►
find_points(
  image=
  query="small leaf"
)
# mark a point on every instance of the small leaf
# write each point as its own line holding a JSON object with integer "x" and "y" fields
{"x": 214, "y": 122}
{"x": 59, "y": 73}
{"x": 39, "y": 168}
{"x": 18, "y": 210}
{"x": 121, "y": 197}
◄
WHAT IS EXPECTED> Reproduce the lines above verbatim, with no alterations of any kind.

FULL ANSWER>
find_points(
  image=
  query="small leaf"
)
# mark a point on every instance of the small leaf
# write each point as its own line holding a JSON object with integer "x" and "y" fields
{"x": 214, "y": 122}
{"x": 59, "y": 73}
{"x": 39, "y": 168}
{"x": 18, "y": 210}
{"x": 121, "y": 197}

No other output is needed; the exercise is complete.